Task requirements
**1)** Retype the passage on the stirrup in mounted warfare from "Pictorial evidence also" up to and including "on horseback, argued.".
**2)** According to the passage on the stirrup in mounted warfare, in which Byzantine warfare manual is the earliest written record of the stirrup in the West found?
**3)** Summarize the passage on the stirrup in mounted warfare in three sentences.

Supplied passage
_____

Let’s look in detail at the reasons some historians remain skeptical of attempts to accord the stirrup great significance in revolutionizing mounted warfare.
The Avars, a nomadic people of either Turkic or Mongolian descent, are credited with bringing the stirrup across the Asian steppe with stirrups appearing in graves of the warlike nomads from the late sixth century in what is now Hungary. The earliest written record of the stirrup in the West is found in the Byzantine warfare manual Strategikon, written in the late sixth or early seventh century. The stirrup is listed as part of the equipment for every Byzantine trooper. Franks began using stirrups in the late seventh century. They appear in warrior graves in East Prussia and Lithuania, on the eastern extent of the Frankish domain and not far from Avar territory. That means it took about a century for the adoption of the stirrup to travel the few hundred miles from where it first showed up in Avar warrior graves in Hungary.
“If they really were decisive military assets, we might expect them to have become a cherished part of every mounted warrior’s equipment very rapidly, but this doesn’t seem to have been the case,” writes Sidnell in his book Warhorse.
He points out that of over 700 Frankish warrior graves identified from the late seventh to the ninth century containing military accoutrements, less than two percent contain stirrups in arguing that “we may accept that stirrups were known to some Franks in the early eighth century but the archaeological record gives no reason to believe that their use had yet become general, or even common, a century later.”
Pictorial evidence also doesn’t indicate wide spread use of the stirrup. The earliest western European representation of cavalry using the stirrup is from the Golden Psalter of St. Gallen, dated from the mid- to late-ninth century. It shows several mounted warriors wearing mail hauberks and riding with stirrups. Yet it also shows some horsemen riding without.
What to make of this? Can it be simply put down to the isolated monks who created the Golden Psalter being ignorant of the wide-spread use of stirrups in warfare or at least being negligent in ensuring consistency across all the drawings in the Psalter? That’s what medieval history professor Lynn White, whose paper Medieval Technology and Social Change presented the strongest argument that the stirrup made possible a new and more effective way of fighting on horseback, argued.
Yet Sidnell believes it is White who is not being consistent in his examination of the pictorial evidence.

_____

Records supplied
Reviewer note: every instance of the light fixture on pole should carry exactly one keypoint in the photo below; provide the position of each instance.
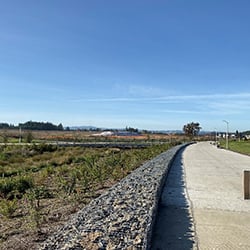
(226, 133)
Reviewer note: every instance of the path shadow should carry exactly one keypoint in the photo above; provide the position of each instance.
(174, 227)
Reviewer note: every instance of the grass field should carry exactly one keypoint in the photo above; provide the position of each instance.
(42, 185)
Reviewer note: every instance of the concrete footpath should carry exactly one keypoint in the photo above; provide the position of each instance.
(202, 205)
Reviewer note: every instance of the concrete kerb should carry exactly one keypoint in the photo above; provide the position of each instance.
(174, 151)
(124, 216)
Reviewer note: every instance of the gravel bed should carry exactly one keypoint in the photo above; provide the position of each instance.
(122, 217)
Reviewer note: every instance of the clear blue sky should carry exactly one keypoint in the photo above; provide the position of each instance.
(155, 64)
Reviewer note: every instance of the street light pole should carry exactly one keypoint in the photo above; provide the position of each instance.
(226, 133)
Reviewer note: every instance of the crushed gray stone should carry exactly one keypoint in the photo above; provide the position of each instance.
(122, 217)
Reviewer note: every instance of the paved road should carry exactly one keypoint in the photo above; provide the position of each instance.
(202, 205)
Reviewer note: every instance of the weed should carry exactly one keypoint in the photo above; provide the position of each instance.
(8, 207)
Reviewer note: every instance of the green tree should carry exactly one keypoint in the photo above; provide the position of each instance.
(192, 129)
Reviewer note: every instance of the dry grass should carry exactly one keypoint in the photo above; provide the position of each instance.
(57, 182)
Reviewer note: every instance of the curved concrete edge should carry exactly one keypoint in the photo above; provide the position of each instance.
(172, 152)
(124, 216)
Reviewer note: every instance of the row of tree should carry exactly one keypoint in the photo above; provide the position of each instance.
(30, 125)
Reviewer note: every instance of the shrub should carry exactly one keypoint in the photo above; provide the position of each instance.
(8, 207)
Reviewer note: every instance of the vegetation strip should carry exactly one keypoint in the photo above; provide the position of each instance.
(41, 185)
(122, 217)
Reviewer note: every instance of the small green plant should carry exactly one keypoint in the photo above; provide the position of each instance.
(8, 207)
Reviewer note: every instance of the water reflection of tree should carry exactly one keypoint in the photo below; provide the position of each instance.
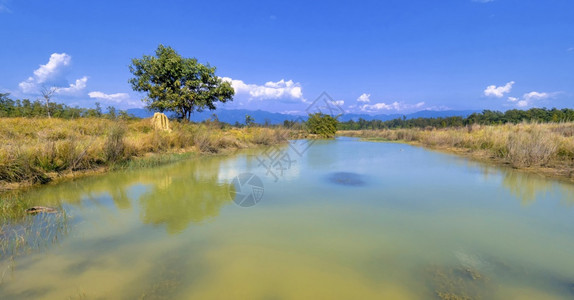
(180, 200)
(528, 187)
(174, 195)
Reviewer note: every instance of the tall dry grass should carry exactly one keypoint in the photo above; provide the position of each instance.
(35, 150)
(521, 145)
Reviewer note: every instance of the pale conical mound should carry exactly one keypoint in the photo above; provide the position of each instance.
(160, 121)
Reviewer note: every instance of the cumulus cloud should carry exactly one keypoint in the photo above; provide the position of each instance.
(270, 90)
(364, 98)
(498, 91)
(529, 98)
(397, 106)
(117, 97)
(53, 74)
(79, 85)
(120, 99)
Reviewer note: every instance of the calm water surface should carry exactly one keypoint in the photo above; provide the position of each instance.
(347, 220)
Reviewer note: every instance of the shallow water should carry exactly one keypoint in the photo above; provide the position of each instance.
(345, 219)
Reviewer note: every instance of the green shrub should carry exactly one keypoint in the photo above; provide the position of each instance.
(323, 125)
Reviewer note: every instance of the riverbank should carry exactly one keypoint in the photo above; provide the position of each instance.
(41, 150)
(546, 149)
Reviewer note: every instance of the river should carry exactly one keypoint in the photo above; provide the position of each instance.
(340, 219)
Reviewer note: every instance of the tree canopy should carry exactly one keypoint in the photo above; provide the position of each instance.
(323, 125)
(177, 84)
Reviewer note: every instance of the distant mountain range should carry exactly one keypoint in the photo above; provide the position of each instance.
(232, 116)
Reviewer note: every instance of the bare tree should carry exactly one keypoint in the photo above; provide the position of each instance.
(47, 94)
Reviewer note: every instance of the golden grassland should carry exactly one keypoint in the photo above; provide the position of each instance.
(40, 150)
(546, 149)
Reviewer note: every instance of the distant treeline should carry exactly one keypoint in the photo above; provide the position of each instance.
(487, 117)
(26, 108)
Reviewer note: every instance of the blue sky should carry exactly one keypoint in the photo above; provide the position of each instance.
(377, 57)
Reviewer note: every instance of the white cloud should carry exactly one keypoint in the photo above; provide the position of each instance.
(498, 91)
(522, 103)
(535, 96)
(79, 85)
(120, 99)
(53, 74)
(54, 68)
(398, 106)
(270, 90)
(528, 98)
(117, 97)
(364, 98)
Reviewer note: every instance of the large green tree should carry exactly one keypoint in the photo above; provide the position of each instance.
(178, 84)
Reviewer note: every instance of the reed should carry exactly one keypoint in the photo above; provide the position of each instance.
(523, 145)
(37, 150)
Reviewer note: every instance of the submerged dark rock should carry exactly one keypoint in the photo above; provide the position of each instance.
(347, 178)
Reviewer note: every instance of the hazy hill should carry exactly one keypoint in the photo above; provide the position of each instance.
(238, 115)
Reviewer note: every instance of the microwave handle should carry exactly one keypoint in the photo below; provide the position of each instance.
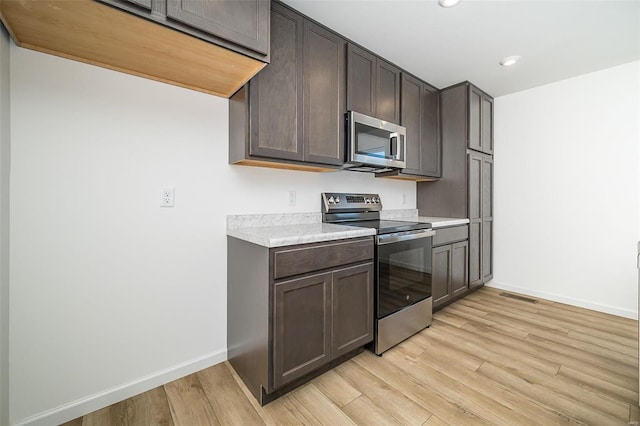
(394, 145)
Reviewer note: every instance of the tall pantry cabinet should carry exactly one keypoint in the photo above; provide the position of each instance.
(466, 187)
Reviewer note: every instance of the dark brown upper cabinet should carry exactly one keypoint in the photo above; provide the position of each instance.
(291, 114)
(324, 95)
(245, 23)
(465, 188)
(420, 115)
(480, 218)
(373, 85)
(242, 26)
(480, 120)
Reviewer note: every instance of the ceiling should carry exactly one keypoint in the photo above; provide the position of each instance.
(557, 39)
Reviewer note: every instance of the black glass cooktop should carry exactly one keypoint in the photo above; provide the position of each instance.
(389, 226)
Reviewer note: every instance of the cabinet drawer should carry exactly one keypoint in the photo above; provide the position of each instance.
(289, 261)
(450, 235)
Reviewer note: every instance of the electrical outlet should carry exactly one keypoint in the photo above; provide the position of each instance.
(167, 197)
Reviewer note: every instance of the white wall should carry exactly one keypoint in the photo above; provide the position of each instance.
(110, 294)
(5, 157)
(567, 191)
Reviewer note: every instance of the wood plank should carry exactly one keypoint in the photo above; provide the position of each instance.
(395, 403)
(336, 388)
(435, 421)
(462, 359)
(364, 412)
(74, 422)
(418, 393)
(580, 355)
(149, 408)
(623, 393)
(577, 410)
(625, 330)
(442, 361)
(115, 415)
(458, 393)
(461, 311)
(634, 414)
(94, 33)
(491, 349)
(604, 342)
(627, 356)
(189, 403)
(226, 397)
(317, 408)
(447, 318)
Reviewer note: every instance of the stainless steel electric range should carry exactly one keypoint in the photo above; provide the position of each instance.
(403, 303)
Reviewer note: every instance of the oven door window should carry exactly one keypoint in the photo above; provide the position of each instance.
(404, 274)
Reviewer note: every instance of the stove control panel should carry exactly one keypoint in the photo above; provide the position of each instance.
(334, 202)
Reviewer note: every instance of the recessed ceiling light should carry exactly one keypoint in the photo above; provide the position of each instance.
(448, 3)
(509, 60)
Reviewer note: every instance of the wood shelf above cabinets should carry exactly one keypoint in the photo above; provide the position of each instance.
(97, 34)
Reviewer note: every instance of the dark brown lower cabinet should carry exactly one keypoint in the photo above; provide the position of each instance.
(450, 274)
(351, 319)
(294, 311)
(319, 318)
(302, 321)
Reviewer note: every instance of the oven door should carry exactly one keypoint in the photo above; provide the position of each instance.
(403, 270)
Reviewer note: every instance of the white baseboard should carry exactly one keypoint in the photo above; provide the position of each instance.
(94, 402)
(613, 310)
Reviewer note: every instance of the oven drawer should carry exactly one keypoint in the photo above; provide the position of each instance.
(296, 260)
(450, 235)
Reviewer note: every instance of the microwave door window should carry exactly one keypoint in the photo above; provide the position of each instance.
(372, 142)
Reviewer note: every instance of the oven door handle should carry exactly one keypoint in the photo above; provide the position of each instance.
(390, 239)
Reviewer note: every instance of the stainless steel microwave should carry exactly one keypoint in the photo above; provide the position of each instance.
(374, 145)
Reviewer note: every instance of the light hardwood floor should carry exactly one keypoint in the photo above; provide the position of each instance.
(486, 359)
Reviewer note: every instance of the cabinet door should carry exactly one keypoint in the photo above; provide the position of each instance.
(441, 274)
(276, 93)
(475, 135)
(387, 95)
(431, 139)
(245, 23)
(301, 327)
(324, 95)
(361, 80)
(411, 119)
(351, 309)
(474, 165)
(486, 113)
(459, 267)
(487, 217)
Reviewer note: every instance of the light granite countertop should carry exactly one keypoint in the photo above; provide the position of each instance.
(442, 222)
(288, 235)
(286, 229)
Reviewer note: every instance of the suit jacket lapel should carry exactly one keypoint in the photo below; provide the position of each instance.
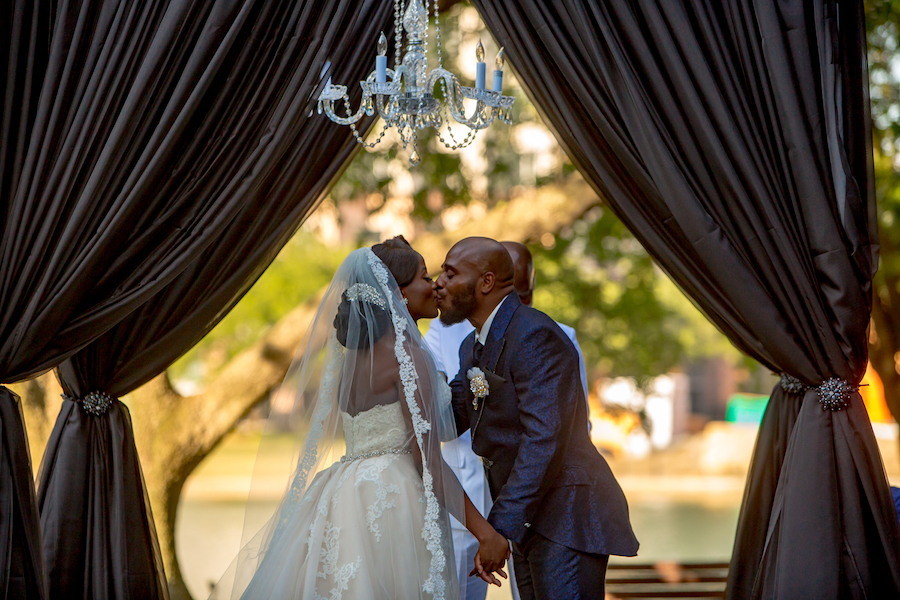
(495, 342)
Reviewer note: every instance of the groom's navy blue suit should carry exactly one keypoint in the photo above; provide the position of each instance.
(531, 431)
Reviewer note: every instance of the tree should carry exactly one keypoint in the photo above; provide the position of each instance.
(883, 36)
(174, 433)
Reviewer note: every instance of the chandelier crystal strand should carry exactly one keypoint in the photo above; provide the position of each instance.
(404, 96)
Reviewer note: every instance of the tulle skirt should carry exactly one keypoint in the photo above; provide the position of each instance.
(356, 535)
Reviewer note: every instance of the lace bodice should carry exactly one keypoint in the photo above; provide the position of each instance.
(379, 429)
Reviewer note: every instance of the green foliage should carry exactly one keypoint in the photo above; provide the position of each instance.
(630, 318)
(302, 268)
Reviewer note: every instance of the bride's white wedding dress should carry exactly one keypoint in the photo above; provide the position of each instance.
(357, 533)
(374, 525)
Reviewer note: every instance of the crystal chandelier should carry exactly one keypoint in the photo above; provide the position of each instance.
(404, 96)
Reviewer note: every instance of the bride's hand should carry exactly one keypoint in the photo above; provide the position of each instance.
(493, 551)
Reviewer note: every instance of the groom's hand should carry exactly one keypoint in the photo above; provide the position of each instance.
(493, 551)
(485, 574)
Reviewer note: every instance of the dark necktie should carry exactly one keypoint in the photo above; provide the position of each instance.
(476, 353)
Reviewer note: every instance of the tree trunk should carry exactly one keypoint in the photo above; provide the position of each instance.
(175, 433)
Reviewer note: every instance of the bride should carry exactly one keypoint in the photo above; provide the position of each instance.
(374, 524)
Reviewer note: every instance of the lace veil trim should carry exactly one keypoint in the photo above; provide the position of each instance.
(432, 534)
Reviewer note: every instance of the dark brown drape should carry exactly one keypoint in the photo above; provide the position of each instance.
(103, 480)
(732, 138)
(137, 139)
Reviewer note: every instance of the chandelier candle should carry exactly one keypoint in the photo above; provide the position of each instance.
(409, 97)
(498, 72)
(381, 60)
(480, 67)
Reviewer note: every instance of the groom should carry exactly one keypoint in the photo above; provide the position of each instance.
(554, 495)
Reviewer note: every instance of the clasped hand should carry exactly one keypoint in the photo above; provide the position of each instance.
(493, 552)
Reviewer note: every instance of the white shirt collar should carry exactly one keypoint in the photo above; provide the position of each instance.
(486, 328)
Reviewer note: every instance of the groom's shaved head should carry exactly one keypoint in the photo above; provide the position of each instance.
(478, 273)
(486, 256)
(524, 267)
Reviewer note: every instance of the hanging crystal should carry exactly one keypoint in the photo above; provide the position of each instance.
(404, 96)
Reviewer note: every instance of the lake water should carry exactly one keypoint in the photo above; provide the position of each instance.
(209, 533)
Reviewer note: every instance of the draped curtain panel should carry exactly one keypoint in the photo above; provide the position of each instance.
(733, 139)
(137, 138)
(80, 469)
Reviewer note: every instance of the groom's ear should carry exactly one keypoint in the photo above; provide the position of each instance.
(488, 280)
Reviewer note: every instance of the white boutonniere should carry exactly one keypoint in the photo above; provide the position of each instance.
(478, 385)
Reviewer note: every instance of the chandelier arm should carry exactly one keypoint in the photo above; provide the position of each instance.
(329, 110)
(453, 101)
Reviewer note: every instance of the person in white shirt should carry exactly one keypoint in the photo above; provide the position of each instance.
(444, 342)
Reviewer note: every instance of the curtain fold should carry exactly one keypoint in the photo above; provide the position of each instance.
(733, 140)
(134, 136)
(314, 154)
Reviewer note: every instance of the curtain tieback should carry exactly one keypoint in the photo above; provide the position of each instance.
(834, 393)
(94, 403)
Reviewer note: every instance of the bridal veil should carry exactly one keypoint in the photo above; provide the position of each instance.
(364, 511)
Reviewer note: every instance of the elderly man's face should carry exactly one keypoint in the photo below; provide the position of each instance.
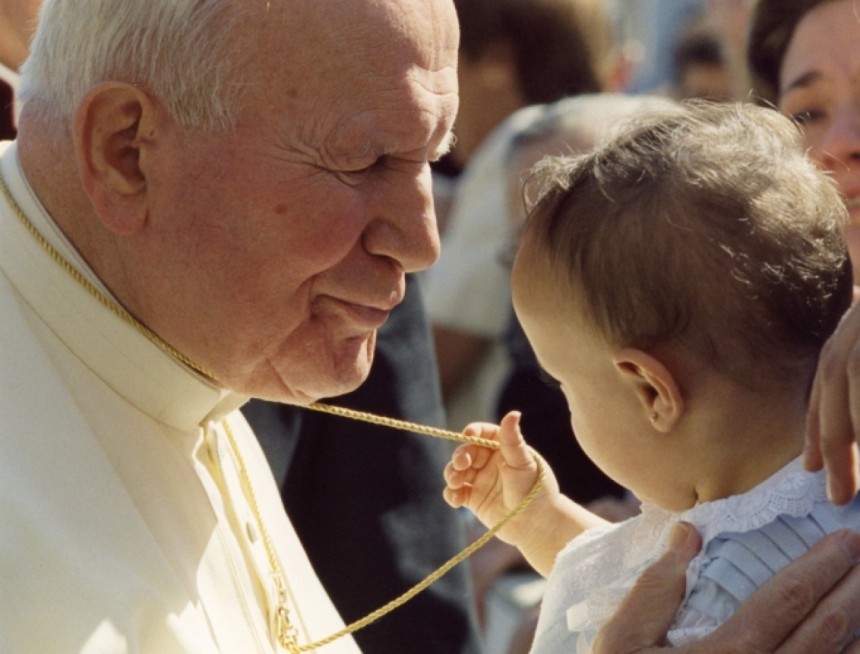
(286, 242)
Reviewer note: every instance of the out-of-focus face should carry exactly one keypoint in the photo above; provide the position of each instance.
(283, 245)
(820, 87)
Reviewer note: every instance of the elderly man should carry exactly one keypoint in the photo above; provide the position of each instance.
(190, 216)
(208, 201)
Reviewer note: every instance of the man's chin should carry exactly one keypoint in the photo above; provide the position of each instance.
(343, 376)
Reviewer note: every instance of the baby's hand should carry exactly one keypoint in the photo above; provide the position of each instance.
(490, 483)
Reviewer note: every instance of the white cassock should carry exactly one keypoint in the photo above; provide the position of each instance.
(123, 524)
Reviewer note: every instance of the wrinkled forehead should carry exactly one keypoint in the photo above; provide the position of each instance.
(326, 35)
(335, 57)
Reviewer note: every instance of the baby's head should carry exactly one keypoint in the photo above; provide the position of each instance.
(701, 228)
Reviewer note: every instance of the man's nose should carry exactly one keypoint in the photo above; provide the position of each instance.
(403, 221)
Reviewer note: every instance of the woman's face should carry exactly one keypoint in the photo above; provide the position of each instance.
(820, 88)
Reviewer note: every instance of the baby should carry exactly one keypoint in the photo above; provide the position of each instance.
(678, 281)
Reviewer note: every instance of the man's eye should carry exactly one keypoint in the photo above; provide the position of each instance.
(806, 116)
(358, 175)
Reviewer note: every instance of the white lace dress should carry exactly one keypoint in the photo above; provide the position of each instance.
(746, 539)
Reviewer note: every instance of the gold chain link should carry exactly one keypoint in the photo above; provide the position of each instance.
(286, 632)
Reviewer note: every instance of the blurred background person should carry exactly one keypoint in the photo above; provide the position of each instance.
(700, 68)
(17, 24)
(804, 57)
(513, 53)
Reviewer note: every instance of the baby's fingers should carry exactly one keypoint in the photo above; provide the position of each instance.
(515, 452)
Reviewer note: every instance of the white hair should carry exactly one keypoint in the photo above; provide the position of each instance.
(179, 50)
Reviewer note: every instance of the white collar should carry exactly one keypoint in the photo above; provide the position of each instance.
(116, 351)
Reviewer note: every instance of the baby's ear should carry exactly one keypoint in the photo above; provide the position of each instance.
(112, 124)
(653, 385)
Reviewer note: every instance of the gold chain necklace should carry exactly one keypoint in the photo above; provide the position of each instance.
(286, 632)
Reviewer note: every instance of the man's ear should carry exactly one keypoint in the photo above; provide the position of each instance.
(654, 386)
(112, 123)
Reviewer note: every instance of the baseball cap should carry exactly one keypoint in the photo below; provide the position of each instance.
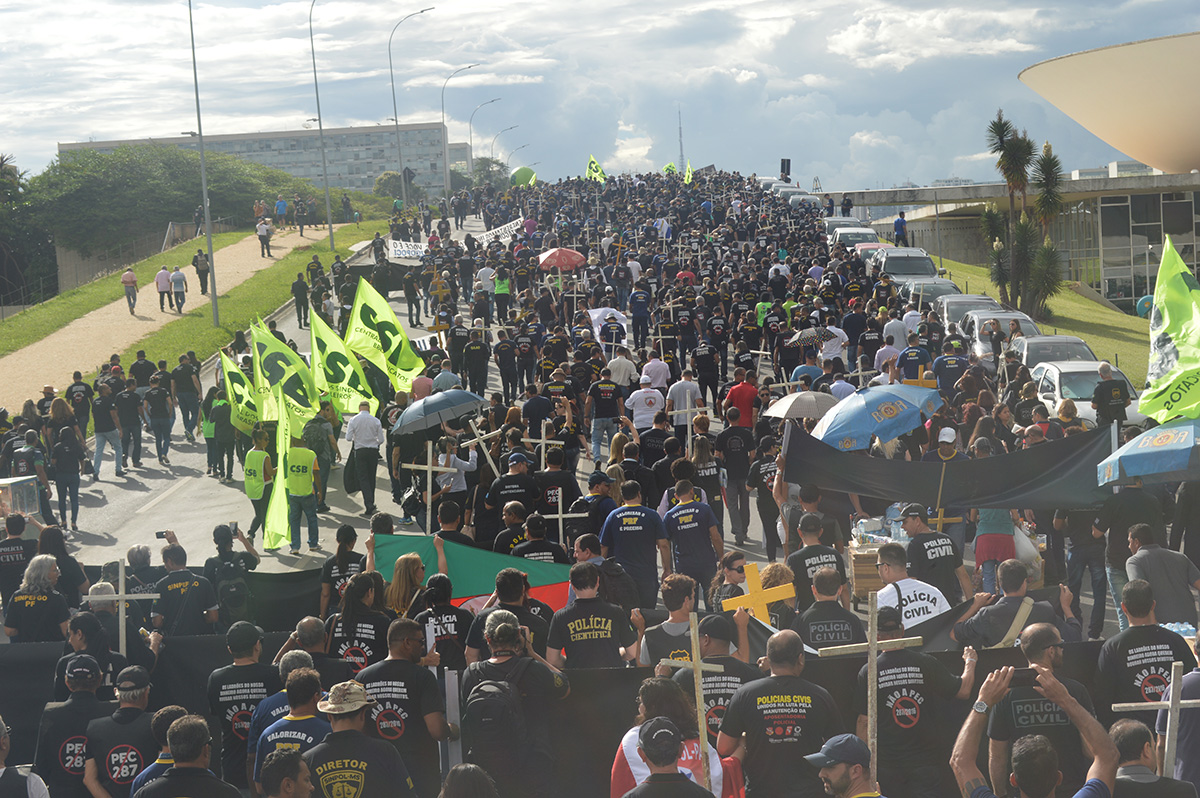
(243, 636)
(717, 627)
(659, 737)
(345, 697)
(888, 619)
(843, 748)
(83, 666)
(135, 677)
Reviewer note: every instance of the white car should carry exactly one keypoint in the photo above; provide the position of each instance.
(1077, 379)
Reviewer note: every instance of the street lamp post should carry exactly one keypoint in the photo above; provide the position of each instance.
(400, 151)
(497, 136)
(471, 135)
(321, 131)
(204, 173)
(445, 136)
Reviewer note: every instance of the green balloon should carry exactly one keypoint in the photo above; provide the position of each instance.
(521, 177)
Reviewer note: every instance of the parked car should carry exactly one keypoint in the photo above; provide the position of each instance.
(927, 289)
(852, 235)
(975, 329)
(952, 307)
(1077, 379)
(1033, 349)
(903, 263)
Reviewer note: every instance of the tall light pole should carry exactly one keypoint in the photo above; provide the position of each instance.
(471, 133)
(204, 173)
(508, 161)
(445, 135)
(400, 151)
(497, 136)
(321, 131)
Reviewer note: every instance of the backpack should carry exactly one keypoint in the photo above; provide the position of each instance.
(233, 592)
(495, 725)
(617, 587)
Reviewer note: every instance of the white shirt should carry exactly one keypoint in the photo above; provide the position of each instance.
(659, 373)
(645, 403)
(364, 431)
(623, 370)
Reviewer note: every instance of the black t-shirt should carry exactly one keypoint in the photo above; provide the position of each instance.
(15, 556)
(807, 562)
(363, 643)
(592, 633)
(123, 747)
(718, 688)
(828, 623)
(912, 687)
(785, 718)
(63, 743)
(450, 627)
(337, 579)
(183, 600)
(934, 558)
(405, 694)
(351, 763)
(102, 414)
(37, 617)
(1135, 665)
(234, 691)
(538, 627)
(736, 444)
(1026, 712)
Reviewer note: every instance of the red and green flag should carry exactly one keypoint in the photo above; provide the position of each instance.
(473, 570)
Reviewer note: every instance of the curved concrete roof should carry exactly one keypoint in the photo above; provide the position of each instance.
(1134, 96)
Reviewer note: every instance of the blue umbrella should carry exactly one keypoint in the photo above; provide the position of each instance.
(885, 412)
(1165, 454)
(444, 406)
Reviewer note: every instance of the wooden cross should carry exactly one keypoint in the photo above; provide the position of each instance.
(696, 666)
(757, 598)
(429, 468)
(1173, 706)
(871, 648)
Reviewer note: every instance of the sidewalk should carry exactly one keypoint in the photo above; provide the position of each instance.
(87, 342)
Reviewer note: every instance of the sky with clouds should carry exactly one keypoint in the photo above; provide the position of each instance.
(863, 95)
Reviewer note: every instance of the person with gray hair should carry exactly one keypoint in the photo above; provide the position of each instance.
(310, 636)
(36, 612)
(12, 783)
(191, 745)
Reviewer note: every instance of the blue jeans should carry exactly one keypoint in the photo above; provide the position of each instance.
(161, 429)
(111, 438)
(306, 504)
(600, 430)
(1092, 559)
(1117, 580)
(190, 408)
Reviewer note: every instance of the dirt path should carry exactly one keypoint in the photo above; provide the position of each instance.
(87, 342)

_____

The solutions
**1)**
Pictorial evidence also doesn’t indicate wide spread use of the stirrup. The earliest western European representation of cavalry using the stirrup is from the Golden Psalter of St. Gallen, dated from the mid- to late-ninth century. It shows several mounted warriors wearing mail hauberks and riding with stirrups. Yet it also shows some horsemen riding without.
What to make of this? Can it be simply put down to the isolated monks who created the Golden Psalter being ignorant of the wide-spread use of stirrups in warfare or at least being negligent in ensuring consistency across all the drawings in the Psalter? That’s what medieval history professor Lynn White, whose paper Medieval Technology and Social Change presented the strongest argument that the stirrup made possible a new and more effective way of fighting on horseback, argued.

**2)** The Strategikon.

**3)** Some historians doubt that the stirrup revolutionized mounted warfare, partly because it took about a century for stirrups to spread from Avar warrior graves in Hungary to Frankish use. Sidnell notes that fewer than two percent of over 700 Frankish warrior graves from the late seventh to the ninth century contain stirrups, and the Golden Psalter of St. Gallen shows some horsemen riding with stirrups and some without. Lynn White attributed the Psalter's inconsistency to the monks' ignorance or negligence, but Sidnell believes it is White who is inconsistent in examining the pictorial evidence.